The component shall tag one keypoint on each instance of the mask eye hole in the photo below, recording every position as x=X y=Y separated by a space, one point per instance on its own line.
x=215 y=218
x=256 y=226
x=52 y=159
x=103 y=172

==

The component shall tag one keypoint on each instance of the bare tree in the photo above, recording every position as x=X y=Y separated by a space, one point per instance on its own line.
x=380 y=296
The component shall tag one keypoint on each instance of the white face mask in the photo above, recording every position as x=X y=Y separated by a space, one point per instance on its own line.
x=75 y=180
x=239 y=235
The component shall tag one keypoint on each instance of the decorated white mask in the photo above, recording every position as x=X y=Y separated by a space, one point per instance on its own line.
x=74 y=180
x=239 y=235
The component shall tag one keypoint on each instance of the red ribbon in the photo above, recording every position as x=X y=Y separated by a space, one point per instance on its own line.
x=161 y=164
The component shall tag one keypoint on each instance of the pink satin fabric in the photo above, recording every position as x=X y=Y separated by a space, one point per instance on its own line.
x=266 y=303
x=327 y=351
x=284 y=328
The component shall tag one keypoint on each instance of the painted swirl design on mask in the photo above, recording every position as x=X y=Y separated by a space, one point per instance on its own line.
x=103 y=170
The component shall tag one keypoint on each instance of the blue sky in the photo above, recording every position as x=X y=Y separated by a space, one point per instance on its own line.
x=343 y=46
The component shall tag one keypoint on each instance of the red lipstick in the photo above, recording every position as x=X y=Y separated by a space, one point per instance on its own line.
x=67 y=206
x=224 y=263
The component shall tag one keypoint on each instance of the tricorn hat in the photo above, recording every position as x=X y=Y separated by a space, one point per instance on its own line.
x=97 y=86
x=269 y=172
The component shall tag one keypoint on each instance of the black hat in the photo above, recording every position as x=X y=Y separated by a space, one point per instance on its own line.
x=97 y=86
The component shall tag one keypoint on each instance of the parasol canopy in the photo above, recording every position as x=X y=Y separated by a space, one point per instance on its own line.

Task description: Please copy the lines in the records above between the one holding "of the tricorn" and the one holding "of the parasol", inclusive, exactly and with no other line.

Written response:
The component shall tag one keypoint on each instance of the tricorn hat in the photo above, recording every position as x=X y=Y separated by a space, one point per instance on its own line.
x=97 y=86
x=269 y=172
The component shall tag one keypoint on each instance of the black hat in the photo above, recording every position as x=X y=Y separated by a space, one point per instance on its own line.
x=97 y=86
The component shall tag one keypoint on each instance of the parasol canopy in the photo above, recording every position as x=X y=Y separated by a space, one point per instance on its own line.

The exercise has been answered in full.